>> start Supplied material

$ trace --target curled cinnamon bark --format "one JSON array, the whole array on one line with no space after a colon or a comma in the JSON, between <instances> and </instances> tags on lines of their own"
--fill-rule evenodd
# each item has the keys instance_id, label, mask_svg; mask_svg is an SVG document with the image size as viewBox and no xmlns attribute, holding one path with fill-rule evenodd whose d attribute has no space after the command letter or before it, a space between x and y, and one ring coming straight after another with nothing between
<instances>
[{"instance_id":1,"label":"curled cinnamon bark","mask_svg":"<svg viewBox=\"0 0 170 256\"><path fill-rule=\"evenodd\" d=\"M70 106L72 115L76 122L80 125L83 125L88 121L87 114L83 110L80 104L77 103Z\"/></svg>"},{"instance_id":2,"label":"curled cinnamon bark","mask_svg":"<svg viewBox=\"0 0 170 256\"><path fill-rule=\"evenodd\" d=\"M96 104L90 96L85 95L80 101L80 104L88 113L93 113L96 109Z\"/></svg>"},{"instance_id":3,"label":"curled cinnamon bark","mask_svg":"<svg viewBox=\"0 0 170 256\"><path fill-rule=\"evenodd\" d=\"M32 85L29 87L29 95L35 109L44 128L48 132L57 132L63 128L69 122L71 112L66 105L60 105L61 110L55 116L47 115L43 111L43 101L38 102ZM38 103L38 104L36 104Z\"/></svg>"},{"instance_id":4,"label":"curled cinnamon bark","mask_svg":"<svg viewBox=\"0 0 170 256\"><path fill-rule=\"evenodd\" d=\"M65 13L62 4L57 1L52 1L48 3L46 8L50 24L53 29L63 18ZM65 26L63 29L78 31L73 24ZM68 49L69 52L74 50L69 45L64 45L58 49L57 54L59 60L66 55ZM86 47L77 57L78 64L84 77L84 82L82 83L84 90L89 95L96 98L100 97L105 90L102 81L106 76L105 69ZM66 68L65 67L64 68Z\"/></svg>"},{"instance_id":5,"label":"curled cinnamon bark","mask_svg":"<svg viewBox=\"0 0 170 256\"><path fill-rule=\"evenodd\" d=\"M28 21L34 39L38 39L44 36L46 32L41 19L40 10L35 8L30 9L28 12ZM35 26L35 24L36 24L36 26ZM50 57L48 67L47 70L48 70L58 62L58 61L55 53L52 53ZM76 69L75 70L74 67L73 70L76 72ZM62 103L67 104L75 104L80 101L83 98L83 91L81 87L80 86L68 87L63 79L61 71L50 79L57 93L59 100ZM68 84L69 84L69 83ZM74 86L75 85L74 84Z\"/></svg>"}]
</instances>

>> end Supplied material

# Do this:
Copy out the data above again, swapping each "one JSON array" for "a single JSON array" and keeping every other character the same.

# Task result:
$ trace --target curled cinnamon bark --format "a single JSON array, the whole array on one line with no space after a colon or a comma in the JSON, between <instances> and </instances> tags on lines of their own"
--fill-rule evenodd
# each item has the keys instance_id, label, mask_svg; mask_svg is an SVG document with the image size as viewBox and no xmlns attribute, holding one path with fill-rule evenodd whose d attribute has no space after the command letter or before it, a space between x and y, and one ring coming straight after another with nothing between
<instances>
[{"instance_id":1,"label":"curled cinnamon bark","mask_svg":"<svg viewBox=\"0 0 170 256\"><path fill-rule=\"evenodd\" d=\"M70 106L72 115L76 122L80 125L83 125L88 121L87 114L83 110L80 104L77 103Z\"/></svg>"},{"instance_id":2,"label":"curled cinnamon bark","mask_svg":"<svg viewBox=\"0 0 170 256\"><path fill-rule=\"evenodd\" d=\"M96 104L90 96L85 95L80 101L80 104L88 113L93 113L96 109Z\"/></svg>"},{"instance_id":3,"label":"curled cinnamon bark","mask_svg":"<svg viewBox=\"0 0 170 256\"><path fill-rule=\"evenodd\" d=\"M32 85L29 87L29 95L35 109L44 128L48 132L57 132L63 128L69 122L71 112L66 105L60 105L61 110L55 116L47 115L43 111L43 101L38 102ZM38 103L38 104L36 104Z\"/></svg>"},{"instance_id":4,"label":"curled cinnamon bark","mask_svg":"<svg viewBox=\"0 0 170 256\"><path fill-rule=\"evenodd\" d=\"M65 13L62 4L57 1L52 1L48 3L46 8L50 24L53 29L63 18ZM65 26L63 29L78 31L73 24ZM68 49L69 52L74 50L69 45L64 45L58 49L57 54L59 60L66 55ZM86 47L77 57L78 64L84 77L84 82L82 83L84 90L89 95L96 98L100 97L105 90L102 81L106 76L105 69ZM66 68L65 67L64 68Z\"/></svg>"},{"instance_id":5,"label":"curled cinnamon bark","mask_svg":"<svg viewBox=\"0 0 170 256\"><path fill-rule=\"evenodd\" d=\"M28 21L34 39L38 39L44 36L46 32L41 19L40 10L35 8L30 9L28 12ZM35 26L35 24L36 24L36 26ZM50 57L48 67L47 70L48 70L58 62L58 61L55 53L52 53ZM76 69L75 70L74 67L73 70L76 72ZM62 103L67 104L75 104L80 101L83 98L83 91L81 87L80 86L68 87L63 79L61 71L50 79L57 93L59 100ZM68 84L69 84L69 83ZM74 86L75 85L74 84Z\"/></svg>"}]
</instances>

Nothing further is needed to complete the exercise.